• GIVEN REQUEST 1:
Decide whether each statement agrees with the passage on Taiwan's third quarter GDP below. Answer yes or no and quote the words of the passage that decide it.
(a) Taiwan's third quarter GDP figure came in above the consensus estimate.
(b) One basis point equals one-hundredth of a percentage point.
(c) Total exports for September 2013 fell by 7.0 percent on a year-on-year basis.

• EXCERPTED TEXT:
Bloomberg Online News, and as well as other business news wires reported on November 04, 2013, that Taiwan’s official third quarter Gross Domestic Product (GDP) figure came in at 1.58 percent, and is down from the consensus estimate of 2.44 percent, according to a Thomson Reuters poll of economists’ forecasts. The spread between the estimate and actual figure is approximately 86.0 basis points (bps) (1.0 bps is equivalent to one-hundredth of a percentage point), and it is quite substantial given that Taiwan is an export-driven economy, along with its global manufacturing hub, which boasts names like Taiwan Semiconductor Manufacturing (TSMC), Asus, Acer, among others. According to the latest news coming out from the news wires on November 07, 2013, the Taiwanese finance minister was reportedly telling lawmakers that for the month of September 2013, total exports fell by 7.0 percent on a year-on-year (yoy) basis, which is also one of the growing signs that the economy might not be able to reach the 2.3 percent official government estimate for the whole of 2013.

• MATERIAL FOR THIS EXERCISE:

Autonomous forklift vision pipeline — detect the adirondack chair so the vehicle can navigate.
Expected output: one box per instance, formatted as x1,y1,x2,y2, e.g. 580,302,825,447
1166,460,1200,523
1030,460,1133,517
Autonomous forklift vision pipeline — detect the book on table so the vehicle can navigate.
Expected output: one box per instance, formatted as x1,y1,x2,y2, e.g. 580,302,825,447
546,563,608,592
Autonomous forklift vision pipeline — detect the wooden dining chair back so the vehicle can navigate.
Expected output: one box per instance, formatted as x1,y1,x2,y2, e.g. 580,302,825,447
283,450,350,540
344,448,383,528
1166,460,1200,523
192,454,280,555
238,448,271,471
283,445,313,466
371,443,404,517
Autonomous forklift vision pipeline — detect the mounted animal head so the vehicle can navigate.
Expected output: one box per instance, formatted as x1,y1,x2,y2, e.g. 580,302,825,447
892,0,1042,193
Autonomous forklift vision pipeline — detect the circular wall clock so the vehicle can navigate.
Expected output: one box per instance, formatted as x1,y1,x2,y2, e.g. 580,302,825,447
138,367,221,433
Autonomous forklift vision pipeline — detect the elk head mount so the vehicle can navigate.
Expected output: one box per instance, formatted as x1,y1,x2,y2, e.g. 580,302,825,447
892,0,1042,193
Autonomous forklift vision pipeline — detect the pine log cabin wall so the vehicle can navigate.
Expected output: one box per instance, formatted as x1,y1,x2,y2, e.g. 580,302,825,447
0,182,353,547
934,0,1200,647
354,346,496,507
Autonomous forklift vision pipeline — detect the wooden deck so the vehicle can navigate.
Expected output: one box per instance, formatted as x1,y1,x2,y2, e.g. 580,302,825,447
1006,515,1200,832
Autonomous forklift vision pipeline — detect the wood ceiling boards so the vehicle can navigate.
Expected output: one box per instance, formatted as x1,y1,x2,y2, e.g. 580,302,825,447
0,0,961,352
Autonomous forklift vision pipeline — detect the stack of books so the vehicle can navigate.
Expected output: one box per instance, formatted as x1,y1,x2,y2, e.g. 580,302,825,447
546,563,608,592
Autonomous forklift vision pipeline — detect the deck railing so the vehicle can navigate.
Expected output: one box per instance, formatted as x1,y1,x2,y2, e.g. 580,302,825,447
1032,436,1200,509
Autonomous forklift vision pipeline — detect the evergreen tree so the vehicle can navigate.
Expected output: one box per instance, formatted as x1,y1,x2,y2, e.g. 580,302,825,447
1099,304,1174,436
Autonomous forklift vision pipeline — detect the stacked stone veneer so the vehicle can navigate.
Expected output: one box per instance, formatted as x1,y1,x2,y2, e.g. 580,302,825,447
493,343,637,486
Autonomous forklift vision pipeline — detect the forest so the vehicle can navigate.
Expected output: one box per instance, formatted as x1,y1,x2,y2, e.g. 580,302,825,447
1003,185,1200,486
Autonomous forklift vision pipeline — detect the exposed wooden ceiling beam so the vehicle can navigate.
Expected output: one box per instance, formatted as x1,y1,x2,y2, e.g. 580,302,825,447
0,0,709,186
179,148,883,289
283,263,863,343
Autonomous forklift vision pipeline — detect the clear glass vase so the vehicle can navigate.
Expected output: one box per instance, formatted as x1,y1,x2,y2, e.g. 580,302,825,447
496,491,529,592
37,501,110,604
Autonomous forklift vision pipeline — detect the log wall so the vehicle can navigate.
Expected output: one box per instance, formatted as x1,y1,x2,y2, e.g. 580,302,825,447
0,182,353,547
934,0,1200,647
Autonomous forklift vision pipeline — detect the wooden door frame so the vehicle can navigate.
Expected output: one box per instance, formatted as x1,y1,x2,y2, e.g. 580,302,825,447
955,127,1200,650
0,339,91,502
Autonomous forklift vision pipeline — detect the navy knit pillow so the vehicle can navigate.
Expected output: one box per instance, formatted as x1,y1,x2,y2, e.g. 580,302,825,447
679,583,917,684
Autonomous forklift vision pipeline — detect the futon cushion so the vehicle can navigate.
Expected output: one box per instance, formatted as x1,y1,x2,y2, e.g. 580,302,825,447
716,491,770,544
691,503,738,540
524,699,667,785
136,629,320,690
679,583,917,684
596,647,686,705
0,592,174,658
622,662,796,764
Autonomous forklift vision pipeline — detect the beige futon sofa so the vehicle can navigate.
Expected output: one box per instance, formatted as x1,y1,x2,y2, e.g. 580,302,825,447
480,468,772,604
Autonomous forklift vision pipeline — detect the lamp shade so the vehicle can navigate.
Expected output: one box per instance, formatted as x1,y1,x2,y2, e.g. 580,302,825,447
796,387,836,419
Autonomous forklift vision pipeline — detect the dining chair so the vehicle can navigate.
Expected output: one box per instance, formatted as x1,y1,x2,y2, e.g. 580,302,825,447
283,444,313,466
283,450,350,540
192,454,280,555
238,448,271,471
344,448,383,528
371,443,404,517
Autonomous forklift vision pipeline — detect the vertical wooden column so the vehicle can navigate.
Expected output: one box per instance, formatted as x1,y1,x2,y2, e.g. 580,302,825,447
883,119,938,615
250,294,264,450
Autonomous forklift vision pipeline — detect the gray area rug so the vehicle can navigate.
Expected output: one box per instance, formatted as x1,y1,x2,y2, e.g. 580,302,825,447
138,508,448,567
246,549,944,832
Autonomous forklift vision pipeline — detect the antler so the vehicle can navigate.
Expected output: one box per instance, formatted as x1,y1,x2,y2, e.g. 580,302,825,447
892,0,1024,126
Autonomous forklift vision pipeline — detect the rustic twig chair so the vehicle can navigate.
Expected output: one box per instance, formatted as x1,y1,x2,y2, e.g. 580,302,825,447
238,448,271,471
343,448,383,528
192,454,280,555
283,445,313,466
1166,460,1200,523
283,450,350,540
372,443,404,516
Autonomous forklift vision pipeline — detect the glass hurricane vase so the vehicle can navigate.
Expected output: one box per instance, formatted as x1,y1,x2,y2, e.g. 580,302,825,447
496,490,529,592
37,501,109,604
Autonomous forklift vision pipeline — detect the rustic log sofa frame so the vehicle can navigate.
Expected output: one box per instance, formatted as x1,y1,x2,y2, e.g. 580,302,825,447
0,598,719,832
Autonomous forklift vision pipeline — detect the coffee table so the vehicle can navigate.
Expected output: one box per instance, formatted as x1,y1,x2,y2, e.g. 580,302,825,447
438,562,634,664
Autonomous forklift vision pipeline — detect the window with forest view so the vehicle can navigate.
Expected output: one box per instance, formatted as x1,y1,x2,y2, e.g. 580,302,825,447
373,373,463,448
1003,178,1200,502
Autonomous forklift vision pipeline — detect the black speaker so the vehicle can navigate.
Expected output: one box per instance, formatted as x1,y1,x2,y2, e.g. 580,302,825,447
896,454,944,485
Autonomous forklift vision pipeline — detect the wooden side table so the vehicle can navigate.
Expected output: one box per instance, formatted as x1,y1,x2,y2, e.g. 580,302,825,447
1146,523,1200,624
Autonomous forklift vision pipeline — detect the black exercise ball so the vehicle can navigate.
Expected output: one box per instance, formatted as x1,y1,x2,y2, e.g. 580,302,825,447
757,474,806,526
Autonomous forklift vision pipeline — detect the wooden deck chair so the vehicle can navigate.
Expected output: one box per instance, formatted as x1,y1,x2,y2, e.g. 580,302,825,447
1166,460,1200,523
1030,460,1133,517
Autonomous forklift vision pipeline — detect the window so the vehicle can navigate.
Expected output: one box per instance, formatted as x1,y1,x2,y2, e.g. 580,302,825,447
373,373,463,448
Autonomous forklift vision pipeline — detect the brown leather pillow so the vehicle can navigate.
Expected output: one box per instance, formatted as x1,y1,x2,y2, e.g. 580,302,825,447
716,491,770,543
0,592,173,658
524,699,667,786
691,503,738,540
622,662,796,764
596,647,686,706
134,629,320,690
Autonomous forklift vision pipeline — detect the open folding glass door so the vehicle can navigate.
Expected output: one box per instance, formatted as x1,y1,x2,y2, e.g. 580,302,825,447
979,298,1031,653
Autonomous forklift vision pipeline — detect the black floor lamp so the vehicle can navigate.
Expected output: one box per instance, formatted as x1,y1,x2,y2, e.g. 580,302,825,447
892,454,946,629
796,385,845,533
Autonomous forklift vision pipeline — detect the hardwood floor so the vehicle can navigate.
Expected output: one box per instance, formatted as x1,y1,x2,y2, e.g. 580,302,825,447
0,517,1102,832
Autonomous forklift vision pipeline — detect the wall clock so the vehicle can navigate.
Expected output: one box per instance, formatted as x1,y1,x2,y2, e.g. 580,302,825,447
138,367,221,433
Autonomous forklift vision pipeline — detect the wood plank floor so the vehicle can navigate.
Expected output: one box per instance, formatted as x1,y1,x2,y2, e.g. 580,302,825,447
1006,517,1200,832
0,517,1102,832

• GIVEN REQUEST 2:
From the records, transcribe the lines running from the line with "Autonomous forklift vision pipeline — detect the window with" to the line with "1146,523,1200,624", both included.

• RESULT 1:
(a) No: "came in at 1.58 percent, and is down from the consensus estimate of 2.44 percent"
(b) Yes: "1.0 bps is equivalent to one-hundredth of a percentage point"
(c) Yes: "for the month of September 2013, total exports fell by 7.0 percent on a year-on-year (yoy) basis"

• RESULT 2:
Autonomous forklift vision pipeline — detect the window with forest view so the vehicle can navigate.
Expected output: one box per instance, formatted as x1,y1,x2,y2, e.g. 580,302,825,447
373,373,463,448
1003,178,1200,502
Autonomous forklift vision pipeline — detect the black speaker so the vehicle can navigate.
Expected output: one box per instance, formatted as x1,y1,x2,y2, e.g. 580,302,825,447
896,454,944,485
Autonomous forklift vision pipeline — detect the wooden side table so the vehicle can navigate.
Expected output: one box per instance, formatted as x1,y1,x2,y2, e.g. 580,302,825,447
1146,523,1200,624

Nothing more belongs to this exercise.